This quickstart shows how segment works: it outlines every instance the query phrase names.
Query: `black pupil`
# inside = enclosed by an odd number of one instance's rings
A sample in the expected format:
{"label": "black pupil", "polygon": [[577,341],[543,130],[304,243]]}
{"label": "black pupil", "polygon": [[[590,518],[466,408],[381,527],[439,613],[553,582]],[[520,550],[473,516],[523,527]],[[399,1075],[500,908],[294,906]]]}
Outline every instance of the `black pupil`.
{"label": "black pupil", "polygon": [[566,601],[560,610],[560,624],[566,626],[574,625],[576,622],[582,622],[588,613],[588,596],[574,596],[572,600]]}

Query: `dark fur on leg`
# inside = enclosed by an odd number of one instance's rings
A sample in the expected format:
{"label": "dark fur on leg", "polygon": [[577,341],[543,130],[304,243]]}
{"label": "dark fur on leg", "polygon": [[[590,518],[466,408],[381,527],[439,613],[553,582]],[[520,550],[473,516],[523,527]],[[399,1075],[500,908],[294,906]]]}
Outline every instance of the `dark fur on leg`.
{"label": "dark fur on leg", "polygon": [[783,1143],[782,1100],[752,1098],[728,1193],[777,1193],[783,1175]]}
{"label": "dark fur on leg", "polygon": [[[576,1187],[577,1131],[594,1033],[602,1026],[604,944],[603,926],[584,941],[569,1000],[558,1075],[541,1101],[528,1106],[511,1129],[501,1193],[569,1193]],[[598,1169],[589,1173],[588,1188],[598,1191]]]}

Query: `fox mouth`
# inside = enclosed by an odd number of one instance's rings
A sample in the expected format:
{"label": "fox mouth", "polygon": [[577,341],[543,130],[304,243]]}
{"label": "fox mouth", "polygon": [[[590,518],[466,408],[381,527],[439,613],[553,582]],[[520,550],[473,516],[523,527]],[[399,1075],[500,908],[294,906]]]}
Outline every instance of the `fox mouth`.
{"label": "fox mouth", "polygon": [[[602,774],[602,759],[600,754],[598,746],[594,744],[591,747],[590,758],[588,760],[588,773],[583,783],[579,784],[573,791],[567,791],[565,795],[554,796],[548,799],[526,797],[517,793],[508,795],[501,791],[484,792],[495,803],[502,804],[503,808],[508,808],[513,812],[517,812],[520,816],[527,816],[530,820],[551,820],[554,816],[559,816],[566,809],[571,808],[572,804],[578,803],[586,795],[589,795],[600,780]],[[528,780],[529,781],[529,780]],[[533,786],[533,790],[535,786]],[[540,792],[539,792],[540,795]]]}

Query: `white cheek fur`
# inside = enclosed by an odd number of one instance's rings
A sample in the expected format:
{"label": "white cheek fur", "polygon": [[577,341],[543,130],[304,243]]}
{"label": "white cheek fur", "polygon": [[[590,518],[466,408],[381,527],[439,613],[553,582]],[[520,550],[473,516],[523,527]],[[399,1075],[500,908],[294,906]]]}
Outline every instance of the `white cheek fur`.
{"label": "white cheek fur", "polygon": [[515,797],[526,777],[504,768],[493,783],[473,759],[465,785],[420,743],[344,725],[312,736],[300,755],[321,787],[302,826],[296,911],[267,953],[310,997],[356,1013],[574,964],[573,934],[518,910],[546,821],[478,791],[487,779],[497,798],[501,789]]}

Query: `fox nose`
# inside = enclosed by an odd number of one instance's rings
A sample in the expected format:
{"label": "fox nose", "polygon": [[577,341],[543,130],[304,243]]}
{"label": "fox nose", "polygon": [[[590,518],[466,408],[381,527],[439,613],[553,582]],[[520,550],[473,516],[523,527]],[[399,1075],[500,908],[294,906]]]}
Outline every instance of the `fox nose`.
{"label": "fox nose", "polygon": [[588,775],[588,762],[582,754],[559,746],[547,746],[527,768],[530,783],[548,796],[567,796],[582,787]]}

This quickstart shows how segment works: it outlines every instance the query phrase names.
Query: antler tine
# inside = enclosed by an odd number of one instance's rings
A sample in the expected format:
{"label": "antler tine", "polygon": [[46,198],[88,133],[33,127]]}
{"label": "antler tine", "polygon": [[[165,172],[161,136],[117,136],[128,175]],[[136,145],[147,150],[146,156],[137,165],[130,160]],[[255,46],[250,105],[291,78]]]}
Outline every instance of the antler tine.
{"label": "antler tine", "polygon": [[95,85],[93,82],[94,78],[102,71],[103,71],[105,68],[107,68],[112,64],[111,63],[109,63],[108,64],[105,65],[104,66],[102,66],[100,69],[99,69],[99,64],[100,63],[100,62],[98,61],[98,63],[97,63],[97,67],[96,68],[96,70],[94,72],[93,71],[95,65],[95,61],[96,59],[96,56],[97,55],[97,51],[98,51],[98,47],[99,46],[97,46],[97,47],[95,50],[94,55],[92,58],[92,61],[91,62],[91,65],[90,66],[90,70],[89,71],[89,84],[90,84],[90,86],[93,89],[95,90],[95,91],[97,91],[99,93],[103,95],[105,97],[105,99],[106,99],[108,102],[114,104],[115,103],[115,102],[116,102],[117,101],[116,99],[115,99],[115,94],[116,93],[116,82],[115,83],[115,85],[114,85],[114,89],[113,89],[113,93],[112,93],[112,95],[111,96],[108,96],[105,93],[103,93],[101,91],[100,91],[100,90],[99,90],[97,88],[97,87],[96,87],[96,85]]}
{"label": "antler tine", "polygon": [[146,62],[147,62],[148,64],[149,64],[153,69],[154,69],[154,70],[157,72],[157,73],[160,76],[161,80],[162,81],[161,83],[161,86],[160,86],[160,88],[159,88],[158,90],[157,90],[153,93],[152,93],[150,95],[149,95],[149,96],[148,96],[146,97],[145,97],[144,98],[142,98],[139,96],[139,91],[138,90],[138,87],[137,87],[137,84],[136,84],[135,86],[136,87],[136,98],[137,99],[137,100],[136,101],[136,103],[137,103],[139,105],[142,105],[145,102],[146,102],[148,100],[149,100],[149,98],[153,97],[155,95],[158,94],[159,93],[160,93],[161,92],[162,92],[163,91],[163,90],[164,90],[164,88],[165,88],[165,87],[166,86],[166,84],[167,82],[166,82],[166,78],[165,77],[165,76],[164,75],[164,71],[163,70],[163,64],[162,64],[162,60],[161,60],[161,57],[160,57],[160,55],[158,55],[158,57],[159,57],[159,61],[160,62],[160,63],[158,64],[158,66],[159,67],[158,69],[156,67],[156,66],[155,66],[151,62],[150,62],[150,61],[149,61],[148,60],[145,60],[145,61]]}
=====
:: Consigne ::
Pouvez-vous relever toutes les lignes de la liste ci-dessus qui contiennent la chaîne « dark », en respectant la casse ?

:: Corrigé ::
Query: `dark fur on leg`
{"label": "dark fur on leg", "polygon": [[577,341],[543,130],[304,243]]}
{"label": "dark fur on leg", "polygon": [[[590,518],[466,408],[381,527],[439,613],[553,582]],[[520,550],[473,516],[523,527]],[[399,1075],[500,908],[294,906]]]}
Outline every instance of the `dark fur on leg`.
{"label": "dark fur on leg", "polygon": [[783,1143],[782,1100],[752,1098],[728,1193],[777,1193],[783,1175]]}
{"label": "dark fur on leg", "polygon": [[[576,1187],[577,1131],[594,1033],[602,1026],[604,944],[603,926],[584,941],[569,1000],[558,1075],[541,1101],[528,1106],[511,1129],[501,1193],[569,1193]],[[598,1169],[589,1173],[588,1188],[598,1191]]]}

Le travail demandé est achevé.